Revoca carta di soggiorno e diniego rilascio permesso di soggiorno

     

REPUBBLICA ITALIANA

IN NOME DEL POPOLO ITALIANO

Il Consiglio di Stato


in sede giurisdizionale (Sezione Terza)

ha pronunciato la presente

SENTENZA

ex artt. 38 e 60 cod. proc. amm.
sul ricorso numero di registro generale 6194 del 2011, proposto da:
*****, rappresentato e difeso dall'avv. Pietro Gambarino, con domicilio eletto presso Segreteria Consiglio Di Stato in Roma, piazza Capo di Ferro, 13;

contro

Questore di Brescia, Ministero dell'Interno, rappresentati e difesi dall'Avvocatura dello Stato, domiciliata per legge in Roma, via dei Portoghesi, 12;

per la riforma

della sentenza breve del T.A.R. LOMBARDIA - SEZ. STACCATA DI BRESCIA: SEZIONE I n. 00565/2011, resa tra le parti, concernente della sentenza breve del T.A.R. LOMBARDIA - SEZ. STACCATA DI BRESCIA: SEZIONE I n. 00565/2011, resa tra le parti, concernente REVOCA CARTA DI SOGGIORNO E DINIEGO RILASCIO PERMESSO DI SOGGIORNO (decreto Questore di Brescia 27 marzo 2009, cat.A.12)-MCP-

Visti il ricorso e i relativi allegati;

Visti gli atti di costituzione in giudizio di Questore di Brescia e di Ministero dell'Interno;

Viste le memorie difensive;

Visti tutti gli atti della causa;

Relatore nella camera di consiglio del giorno 26 agosto 2011 il Cons. Pier Giorgio Lignani. Nessuno presente;

FATTO E DIRITTO

1. L’appellante, già ricorrente in primo grado, cittadino albanese presente in Italia con regolare permesso di soggiorno, ha chiesto il rinnovo del permesso medesimo, in prossimità della scadenza.

——

**Compito richiesto**
Stampa integralmente e senza alcuna modifica la sentenza sulla revoca della carta di soggiorno.

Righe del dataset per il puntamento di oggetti
——

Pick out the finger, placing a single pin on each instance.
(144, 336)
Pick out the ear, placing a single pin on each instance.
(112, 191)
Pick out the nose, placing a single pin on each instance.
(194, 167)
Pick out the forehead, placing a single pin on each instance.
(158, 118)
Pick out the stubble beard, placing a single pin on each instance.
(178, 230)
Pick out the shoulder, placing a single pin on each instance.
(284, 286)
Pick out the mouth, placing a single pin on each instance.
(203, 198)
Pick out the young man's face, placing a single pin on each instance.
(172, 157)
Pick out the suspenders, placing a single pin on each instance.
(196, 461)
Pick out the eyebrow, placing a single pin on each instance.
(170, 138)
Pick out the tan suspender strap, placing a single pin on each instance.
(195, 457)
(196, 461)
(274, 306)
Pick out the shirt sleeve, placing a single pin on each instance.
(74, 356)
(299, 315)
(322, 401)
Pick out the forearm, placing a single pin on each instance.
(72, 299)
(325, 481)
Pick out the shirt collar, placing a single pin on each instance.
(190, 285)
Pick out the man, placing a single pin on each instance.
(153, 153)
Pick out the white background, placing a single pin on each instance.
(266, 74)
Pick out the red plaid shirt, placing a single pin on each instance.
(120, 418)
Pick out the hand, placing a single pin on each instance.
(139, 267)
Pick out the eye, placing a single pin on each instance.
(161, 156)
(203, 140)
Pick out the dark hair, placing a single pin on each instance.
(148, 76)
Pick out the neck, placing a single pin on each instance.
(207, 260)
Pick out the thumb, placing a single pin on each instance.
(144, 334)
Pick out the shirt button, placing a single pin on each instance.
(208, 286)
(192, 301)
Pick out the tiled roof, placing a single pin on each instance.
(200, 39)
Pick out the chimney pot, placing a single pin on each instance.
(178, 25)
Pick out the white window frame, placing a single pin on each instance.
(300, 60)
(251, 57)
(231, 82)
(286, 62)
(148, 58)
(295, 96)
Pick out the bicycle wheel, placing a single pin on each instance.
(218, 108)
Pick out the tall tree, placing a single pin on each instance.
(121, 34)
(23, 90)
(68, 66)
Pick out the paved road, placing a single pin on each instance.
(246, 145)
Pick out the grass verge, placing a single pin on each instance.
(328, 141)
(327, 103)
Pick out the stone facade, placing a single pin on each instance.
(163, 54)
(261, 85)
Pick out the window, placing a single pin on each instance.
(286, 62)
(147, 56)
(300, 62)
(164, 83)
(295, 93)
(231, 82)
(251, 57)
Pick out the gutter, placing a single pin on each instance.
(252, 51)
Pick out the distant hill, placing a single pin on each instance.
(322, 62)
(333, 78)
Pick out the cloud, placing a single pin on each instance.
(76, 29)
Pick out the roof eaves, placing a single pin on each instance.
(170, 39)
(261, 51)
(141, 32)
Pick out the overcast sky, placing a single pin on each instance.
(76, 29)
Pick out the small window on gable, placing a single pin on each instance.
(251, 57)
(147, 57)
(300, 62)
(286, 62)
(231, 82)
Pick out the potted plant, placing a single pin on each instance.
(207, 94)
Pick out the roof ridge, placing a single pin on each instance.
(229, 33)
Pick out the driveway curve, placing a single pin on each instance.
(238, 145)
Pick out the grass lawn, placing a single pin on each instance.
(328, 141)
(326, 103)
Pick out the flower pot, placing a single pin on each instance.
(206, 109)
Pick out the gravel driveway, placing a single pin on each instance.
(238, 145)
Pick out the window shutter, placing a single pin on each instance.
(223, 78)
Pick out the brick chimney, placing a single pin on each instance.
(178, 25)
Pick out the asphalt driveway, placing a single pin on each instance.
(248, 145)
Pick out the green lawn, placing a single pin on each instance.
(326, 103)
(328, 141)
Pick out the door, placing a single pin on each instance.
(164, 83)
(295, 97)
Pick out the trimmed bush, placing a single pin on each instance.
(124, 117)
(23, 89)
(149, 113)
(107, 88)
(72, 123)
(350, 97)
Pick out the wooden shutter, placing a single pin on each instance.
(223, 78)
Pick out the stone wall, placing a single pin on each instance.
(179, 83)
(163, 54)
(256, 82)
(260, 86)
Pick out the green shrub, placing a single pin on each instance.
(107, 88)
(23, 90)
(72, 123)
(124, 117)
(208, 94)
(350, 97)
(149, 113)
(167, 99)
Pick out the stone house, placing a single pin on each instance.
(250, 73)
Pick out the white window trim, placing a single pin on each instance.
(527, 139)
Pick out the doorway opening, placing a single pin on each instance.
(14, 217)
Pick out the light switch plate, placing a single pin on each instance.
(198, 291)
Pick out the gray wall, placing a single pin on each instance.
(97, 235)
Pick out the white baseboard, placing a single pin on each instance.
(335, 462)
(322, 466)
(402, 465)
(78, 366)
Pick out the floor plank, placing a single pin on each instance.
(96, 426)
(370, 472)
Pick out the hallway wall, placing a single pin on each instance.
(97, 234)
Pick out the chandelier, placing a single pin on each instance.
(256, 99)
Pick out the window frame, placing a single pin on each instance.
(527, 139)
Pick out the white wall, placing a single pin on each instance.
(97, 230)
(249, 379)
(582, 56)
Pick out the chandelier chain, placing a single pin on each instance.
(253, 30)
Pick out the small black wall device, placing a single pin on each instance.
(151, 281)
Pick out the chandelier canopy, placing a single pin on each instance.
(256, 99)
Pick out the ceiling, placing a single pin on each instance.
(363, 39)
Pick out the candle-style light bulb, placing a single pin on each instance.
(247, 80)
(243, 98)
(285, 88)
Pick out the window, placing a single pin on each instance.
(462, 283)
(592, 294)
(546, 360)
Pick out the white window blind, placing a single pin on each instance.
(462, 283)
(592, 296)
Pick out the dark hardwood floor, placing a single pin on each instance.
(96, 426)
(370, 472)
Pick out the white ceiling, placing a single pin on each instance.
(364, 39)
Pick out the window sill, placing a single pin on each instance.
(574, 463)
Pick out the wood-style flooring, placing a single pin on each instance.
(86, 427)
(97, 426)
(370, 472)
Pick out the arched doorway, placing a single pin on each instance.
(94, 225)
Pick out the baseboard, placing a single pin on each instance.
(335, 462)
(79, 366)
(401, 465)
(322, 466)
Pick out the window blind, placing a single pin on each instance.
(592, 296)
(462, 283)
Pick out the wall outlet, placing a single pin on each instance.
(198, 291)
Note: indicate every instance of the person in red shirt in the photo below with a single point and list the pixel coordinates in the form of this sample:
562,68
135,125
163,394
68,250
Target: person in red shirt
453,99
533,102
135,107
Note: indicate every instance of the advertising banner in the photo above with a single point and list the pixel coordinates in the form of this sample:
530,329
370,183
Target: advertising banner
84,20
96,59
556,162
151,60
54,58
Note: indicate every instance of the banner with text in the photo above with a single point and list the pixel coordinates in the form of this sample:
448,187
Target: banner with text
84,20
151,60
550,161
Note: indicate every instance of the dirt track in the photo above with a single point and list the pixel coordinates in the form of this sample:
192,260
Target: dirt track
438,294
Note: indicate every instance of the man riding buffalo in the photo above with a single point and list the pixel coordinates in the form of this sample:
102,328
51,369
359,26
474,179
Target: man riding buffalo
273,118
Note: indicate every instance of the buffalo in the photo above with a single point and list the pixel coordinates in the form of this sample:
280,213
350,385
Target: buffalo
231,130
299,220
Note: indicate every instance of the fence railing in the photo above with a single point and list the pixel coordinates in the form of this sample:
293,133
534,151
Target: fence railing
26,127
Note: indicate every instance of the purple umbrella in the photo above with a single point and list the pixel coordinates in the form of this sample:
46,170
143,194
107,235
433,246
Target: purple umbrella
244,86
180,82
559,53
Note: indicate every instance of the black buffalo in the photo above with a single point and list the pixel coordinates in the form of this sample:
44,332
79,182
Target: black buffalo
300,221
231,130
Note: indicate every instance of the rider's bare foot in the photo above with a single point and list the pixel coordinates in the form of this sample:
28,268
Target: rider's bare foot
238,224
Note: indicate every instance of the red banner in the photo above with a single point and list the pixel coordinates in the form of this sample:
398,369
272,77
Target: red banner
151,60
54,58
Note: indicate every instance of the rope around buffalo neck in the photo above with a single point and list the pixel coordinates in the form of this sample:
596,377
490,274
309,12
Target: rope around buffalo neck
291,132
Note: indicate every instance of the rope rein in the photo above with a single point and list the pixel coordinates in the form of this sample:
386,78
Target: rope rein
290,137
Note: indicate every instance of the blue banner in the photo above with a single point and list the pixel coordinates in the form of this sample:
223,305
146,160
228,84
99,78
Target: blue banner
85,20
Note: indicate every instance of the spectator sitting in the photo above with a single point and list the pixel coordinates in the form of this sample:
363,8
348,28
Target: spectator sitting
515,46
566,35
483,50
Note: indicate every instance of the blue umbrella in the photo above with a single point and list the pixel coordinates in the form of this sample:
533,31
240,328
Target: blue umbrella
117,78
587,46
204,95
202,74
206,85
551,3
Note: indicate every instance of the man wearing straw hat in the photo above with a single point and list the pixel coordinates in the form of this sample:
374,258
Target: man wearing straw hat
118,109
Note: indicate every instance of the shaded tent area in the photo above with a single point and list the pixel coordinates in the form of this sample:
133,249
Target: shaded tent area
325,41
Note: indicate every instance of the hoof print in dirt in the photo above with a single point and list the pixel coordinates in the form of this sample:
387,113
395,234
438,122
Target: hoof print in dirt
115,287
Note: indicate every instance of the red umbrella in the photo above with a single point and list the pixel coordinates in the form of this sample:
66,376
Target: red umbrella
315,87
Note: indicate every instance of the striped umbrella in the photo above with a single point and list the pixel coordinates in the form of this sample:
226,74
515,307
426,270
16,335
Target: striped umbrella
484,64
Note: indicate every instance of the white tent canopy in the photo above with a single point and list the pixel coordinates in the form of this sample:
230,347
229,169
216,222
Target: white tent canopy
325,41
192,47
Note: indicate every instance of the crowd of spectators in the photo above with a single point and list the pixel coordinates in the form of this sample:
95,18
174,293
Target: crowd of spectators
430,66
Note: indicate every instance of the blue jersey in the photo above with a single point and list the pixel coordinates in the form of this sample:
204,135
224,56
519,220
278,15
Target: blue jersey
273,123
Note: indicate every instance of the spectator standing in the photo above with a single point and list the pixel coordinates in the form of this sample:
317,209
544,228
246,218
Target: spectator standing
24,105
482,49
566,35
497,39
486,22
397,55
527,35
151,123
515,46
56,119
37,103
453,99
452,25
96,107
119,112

——

**Soluzione scritta**
Revoca carta di soggiorno e diniego rilascio permesso di soggiorno

     

REPUBBLICA ITALIANA

IN NOME DEL POPOLO ITALIANO

Il Consiglio di Stato


in sede giurisdizionale (Sezione Terza)

ha pronunciato la presente

SENTENZA

ex artt. 38 e 60 cod. proc. amm.
sul ricorso numero di registro generale 6194 del 2011, proposto da:
*****, rappresentato e difeso dall'avv. Pietro Gambarino, con domicilio eletto presso Segreteria Consiglio Di Stato in Roma, piazza Capo di Ferro, 13;

contro

Questore di Brescia, Ministero dell'Interno, rappresentati e difesi dall'Avvocatura dello Stato, domiciliata per legge in Roma, via dei Portoghesi, 12;

per la riforma

della sentenza breve del T.A.R. LOMBARDIA - SEZ. STACCATA DI BRESCIA: SEZIONE I n. 00565/2011, resa tra le parti, concernente della sentenza breve del T.A.R. LOMBARDIA - SEZ. STACCATA DI BRESCIA: SEZIONE I n. 00565/2011, resa tra le parti, concernente REVOCA CARTA DI SOGGIORNO E DINIEGO RILASCIO PERMESSO DI SOGGIORNO (decreto Questore di Brescia 27 marzo 2009, cat.A.12)-MCP-

Visti il ricorso e i relativi allegati;

Visti gli atti di costituzione in giudizio di Questore di Brescia e di Ministero dell'Interno;

Viste le memorie difensive;

Visti tutti gli atti della causa;

Relatore nella camera di consiglio del giorno 26 agosto 2011 il Cons. Pier Giorgio Lignani. Nessuno presente;

FATTO E DIRITTO

1. L’appellante, già ricorrente in primo grado, cittadino albanese presente in Italia con regolare permesso di soggiorno, ha chiesto il rinnovo del permesso medesimo, in prossimità della scadenza.